# Your instructions
Turn each line of the material into a row of a Markdown table with two columns, Row and Text. Number the rows in Row, put the line in Text, and leave out blank lines.

• • • • • • •

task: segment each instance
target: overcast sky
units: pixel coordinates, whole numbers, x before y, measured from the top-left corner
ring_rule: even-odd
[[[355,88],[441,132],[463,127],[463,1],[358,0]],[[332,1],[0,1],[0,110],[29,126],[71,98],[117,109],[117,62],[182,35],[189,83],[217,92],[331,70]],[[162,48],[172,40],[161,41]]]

• • • • • • •

# Correct output
| Row | Text |
|---|---|
| 1 | task: segment each instance |
| 2 | target: overcast sky |
| 3 | units: pixel coordinates, whole numbers, x before y, measured from the top-left corner |
| 4 | ring_rule: even-odd |
| 5 | [[[355,88],[441,132],[463,127],[463,1],[358,0]],[[332,1],[0,1],[0,110],[29,126],[71,98],[117,109],[117,62],[182,35],[189,83],[217,92],[331,70]],[[162,48],[172,40],[161,41]]] |